GIVEN PROBLEM
Locate each line in the entries below that contains the word "soffit", matching case exactly, and copy every such line.

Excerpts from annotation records
━━━━━━━━
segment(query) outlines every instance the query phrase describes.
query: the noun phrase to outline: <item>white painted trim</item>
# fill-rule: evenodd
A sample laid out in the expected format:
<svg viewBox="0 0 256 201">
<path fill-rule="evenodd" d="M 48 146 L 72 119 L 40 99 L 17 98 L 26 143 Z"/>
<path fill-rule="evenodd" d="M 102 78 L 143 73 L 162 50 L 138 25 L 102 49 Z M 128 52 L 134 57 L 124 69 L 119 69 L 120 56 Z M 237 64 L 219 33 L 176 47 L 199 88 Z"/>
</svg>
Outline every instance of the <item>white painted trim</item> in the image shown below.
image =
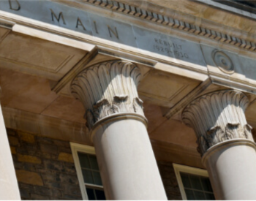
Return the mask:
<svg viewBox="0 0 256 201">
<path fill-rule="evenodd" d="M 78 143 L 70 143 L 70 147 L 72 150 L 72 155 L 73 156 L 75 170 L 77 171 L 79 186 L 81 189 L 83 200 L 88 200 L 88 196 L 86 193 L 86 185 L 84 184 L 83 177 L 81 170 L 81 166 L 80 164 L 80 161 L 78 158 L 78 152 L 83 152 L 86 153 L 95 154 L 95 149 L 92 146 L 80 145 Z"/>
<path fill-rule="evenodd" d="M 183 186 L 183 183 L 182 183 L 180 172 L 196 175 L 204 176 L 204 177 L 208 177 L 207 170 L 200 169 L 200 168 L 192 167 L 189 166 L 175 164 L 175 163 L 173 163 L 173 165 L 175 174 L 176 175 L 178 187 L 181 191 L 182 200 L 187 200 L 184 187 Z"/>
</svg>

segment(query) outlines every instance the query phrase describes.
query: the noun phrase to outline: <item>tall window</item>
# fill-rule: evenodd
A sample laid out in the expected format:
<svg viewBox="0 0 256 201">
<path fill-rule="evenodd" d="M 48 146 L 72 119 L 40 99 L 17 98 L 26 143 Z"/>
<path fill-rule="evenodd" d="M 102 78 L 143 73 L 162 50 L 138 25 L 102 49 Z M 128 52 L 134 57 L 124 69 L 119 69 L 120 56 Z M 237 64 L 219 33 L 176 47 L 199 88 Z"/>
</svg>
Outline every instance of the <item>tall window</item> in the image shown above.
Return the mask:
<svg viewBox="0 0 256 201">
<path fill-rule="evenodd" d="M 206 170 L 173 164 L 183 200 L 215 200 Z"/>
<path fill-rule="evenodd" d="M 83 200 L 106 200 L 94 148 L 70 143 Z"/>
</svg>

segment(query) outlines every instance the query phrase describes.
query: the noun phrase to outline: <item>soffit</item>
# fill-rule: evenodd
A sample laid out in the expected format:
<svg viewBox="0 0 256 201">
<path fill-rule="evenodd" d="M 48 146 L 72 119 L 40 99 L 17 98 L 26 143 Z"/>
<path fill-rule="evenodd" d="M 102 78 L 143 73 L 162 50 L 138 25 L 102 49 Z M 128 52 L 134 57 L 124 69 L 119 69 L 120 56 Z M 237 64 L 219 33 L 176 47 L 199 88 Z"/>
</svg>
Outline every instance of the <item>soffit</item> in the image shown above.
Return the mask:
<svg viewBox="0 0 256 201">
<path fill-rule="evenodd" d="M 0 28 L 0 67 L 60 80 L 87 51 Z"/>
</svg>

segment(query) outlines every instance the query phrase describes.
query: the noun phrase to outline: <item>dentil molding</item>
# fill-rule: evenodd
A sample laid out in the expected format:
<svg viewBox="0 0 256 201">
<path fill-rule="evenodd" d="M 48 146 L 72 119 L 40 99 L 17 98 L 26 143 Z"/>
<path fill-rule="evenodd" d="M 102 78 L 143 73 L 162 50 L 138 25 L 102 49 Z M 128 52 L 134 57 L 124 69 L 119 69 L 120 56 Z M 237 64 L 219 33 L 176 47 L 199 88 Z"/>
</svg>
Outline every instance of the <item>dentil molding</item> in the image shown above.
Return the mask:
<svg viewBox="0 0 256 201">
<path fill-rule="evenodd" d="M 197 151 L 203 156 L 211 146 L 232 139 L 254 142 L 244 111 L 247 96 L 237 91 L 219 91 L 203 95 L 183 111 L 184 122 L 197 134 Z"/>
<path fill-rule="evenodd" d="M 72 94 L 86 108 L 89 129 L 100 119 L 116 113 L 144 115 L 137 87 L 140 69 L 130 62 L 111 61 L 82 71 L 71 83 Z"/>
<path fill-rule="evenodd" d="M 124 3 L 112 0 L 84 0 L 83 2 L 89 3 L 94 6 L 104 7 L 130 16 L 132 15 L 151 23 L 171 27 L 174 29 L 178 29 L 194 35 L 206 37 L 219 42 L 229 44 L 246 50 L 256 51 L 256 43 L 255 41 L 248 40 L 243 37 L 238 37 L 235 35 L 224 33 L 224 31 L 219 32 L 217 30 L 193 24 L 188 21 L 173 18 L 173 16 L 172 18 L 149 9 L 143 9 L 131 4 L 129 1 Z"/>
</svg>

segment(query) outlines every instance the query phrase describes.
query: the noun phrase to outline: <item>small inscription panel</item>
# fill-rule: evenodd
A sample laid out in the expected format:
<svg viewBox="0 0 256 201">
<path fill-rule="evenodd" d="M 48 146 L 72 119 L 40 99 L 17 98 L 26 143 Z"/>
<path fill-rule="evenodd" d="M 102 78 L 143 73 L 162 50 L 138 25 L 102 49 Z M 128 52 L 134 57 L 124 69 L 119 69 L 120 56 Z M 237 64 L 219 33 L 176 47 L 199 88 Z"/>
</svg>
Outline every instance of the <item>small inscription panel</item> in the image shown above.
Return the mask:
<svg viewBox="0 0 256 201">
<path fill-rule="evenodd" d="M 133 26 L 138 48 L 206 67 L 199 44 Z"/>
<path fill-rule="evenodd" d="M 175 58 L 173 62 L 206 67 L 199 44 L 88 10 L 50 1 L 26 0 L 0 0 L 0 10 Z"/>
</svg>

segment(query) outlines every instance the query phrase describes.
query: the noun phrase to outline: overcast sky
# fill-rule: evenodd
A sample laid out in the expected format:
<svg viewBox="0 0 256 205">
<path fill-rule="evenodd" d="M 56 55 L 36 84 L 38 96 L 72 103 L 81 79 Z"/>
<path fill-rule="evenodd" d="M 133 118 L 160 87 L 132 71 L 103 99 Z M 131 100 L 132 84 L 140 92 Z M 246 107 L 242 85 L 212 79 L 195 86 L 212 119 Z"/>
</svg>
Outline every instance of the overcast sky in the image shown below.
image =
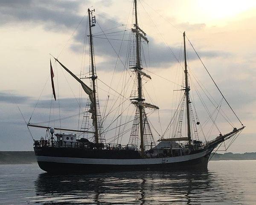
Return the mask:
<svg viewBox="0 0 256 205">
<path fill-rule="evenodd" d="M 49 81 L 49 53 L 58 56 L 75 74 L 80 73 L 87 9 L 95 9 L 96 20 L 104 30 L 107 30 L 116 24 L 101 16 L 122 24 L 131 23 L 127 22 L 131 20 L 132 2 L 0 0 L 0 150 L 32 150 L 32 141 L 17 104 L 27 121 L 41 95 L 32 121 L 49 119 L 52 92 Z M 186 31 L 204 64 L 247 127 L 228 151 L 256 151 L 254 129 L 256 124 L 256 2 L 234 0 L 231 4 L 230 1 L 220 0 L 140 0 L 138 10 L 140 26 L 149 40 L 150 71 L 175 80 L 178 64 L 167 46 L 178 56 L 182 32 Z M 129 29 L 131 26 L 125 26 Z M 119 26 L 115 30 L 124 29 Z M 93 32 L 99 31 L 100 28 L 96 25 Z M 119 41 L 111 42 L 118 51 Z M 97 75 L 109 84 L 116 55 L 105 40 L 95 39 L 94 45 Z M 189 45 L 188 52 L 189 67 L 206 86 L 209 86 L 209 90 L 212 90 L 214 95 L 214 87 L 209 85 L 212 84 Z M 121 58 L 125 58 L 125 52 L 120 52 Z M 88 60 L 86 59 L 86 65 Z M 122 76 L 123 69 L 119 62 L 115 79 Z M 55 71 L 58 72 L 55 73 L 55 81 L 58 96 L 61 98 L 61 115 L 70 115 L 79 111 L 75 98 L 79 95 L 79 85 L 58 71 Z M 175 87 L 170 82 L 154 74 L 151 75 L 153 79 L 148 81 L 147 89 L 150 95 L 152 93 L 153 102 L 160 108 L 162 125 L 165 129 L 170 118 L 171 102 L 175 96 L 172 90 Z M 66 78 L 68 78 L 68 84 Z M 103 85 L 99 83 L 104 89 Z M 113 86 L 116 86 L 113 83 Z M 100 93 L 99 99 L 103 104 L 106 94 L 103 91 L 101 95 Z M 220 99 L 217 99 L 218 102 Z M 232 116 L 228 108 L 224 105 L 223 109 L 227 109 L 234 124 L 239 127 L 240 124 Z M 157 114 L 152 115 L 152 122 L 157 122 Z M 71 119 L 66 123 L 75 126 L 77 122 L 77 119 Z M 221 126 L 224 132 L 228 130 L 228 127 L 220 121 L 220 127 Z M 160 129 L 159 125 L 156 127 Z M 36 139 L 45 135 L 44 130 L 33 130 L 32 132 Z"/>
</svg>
━━━━━━━━
WRITTEN ANSWER
query: the noun phrase to outline: <item>soffit</item>
Outline every instance of the <item>soffit</item> in the image shown above.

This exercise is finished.